Point annotation dataset rows
· · ·

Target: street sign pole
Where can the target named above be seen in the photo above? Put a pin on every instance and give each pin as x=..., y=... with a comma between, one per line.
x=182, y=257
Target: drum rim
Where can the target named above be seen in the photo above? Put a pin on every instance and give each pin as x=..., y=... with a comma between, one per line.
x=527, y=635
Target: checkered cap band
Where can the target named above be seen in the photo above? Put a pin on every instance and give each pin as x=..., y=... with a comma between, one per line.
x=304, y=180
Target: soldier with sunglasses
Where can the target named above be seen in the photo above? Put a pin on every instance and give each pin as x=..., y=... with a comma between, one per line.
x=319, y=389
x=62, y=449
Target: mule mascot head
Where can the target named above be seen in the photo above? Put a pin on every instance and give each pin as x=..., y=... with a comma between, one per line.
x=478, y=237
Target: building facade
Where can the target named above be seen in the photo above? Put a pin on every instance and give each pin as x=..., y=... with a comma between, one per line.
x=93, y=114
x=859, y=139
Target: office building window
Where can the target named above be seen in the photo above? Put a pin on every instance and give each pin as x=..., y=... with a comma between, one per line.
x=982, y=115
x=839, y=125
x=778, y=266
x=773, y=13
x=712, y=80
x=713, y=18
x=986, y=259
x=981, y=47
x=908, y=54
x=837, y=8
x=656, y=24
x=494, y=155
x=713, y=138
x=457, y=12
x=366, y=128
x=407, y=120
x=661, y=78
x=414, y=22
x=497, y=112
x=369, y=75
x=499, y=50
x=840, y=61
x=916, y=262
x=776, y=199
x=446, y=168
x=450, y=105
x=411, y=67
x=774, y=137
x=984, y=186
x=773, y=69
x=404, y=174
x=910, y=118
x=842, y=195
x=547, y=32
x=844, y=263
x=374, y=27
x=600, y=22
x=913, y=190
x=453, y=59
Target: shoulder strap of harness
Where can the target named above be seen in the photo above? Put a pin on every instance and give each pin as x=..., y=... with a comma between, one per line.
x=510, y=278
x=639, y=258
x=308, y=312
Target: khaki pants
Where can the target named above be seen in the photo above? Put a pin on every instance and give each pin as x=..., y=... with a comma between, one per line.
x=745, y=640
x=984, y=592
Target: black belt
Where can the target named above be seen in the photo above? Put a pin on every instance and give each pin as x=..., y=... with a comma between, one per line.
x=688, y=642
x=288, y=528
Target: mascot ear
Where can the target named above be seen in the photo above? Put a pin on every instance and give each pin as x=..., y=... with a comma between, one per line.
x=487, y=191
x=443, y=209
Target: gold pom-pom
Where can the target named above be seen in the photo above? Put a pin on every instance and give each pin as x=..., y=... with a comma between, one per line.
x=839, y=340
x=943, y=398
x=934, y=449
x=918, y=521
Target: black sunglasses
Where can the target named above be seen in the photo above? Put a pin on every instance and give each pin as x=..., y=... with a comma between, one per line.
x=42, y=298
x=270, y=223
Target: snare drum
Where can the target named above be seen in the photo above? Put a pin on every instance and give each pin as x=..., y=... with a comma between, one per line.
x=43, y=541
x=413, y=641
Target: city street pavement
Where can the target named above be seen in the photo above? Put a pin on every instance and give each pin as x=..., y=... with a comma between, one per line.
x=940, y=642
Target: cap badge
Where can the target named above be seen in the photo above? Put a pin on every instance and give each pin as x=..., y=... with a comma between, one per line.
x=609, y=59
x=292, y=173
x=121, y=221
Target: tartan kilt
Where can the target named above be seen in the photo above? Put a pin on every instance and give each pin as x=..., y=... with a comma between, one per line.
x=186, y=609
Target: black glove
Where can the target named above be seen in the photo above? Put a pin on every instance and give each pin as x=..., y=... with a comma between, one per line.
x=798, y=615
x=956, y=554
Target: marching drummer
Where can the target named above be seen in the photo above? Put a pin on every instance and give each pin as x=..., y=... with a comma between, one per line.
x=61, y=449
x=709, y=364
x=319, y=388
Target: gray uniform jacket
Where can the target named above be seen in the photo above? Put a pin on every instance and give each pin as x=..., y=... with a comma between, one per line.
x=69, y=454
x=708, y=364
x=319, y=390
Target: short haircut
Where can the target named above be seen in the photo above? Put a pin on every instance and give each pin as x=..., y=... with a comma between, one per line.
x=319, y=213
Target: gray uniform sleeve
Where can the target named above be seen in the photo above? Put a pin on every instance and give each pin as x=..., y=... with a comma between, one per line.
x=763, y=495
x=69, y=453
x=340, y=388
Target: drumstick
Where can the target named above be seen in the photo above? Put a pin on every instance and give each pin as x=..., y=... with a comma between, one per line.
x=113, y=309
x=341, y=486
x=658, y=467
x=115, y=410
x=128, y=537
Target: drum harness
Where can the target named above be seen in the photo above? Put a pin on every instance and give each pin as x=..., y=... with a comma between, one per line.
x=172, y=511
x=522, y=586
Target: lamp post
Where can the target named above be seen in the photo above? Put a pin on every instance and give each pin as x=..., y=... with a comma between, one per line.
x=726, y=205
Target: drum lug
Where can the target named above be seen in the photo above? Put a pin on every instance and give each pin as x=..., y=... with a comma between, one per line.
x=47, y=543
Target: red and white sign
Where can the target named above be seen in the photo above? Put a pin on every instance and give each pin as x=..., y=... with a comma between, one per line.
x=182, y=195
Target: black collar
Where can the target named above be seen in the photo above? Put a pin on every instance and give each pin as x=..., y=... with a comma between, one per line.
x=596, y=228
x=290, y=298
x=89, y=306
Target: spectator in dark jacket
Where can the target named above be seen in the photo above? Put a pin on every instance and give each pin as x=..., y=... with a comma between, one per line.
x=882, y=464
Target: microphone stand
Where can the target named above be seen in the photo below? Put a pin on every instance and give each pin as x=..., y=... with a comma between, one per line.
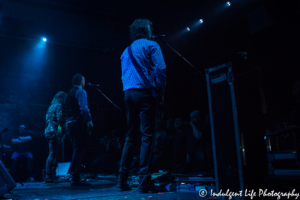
x=4, y=158
x=182, y=57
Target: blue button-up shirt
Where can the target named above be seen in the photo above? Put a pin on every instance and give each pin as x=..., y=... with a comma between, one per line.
x=149, y=57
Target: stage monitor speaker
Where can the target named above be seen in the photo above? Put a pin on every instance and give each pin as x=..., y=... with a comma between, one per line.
x=7, y=183
x=63, y=168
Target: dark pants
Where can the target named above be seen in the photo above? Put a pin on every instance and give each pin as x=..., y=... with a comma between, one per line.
x=78, y=134
x=140, y=110
x=53, y=158
x=28, y=161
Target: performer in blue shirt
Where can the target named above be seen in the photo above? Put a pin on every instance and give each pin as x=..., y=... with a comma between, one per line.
x=78, y=119
x=140, y=104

· · ·

_EXERCISE DESCRIPTION_:
Rewrite the rows starting at the line that has "Target: black belt" and ending after the line that has "x=288, y=528", requests included. Multiply every coordinate by 2.1 and round each to a whole number, with halves rounding up.

_COMPLETE OUTPUT_:
Target: black belt
Where can the target named above be seen in the photo above? Put a pin on every instance and give each pin as x=..., y=... with a comma between, one per line.
x=1445, y=1348
x=605, y=1109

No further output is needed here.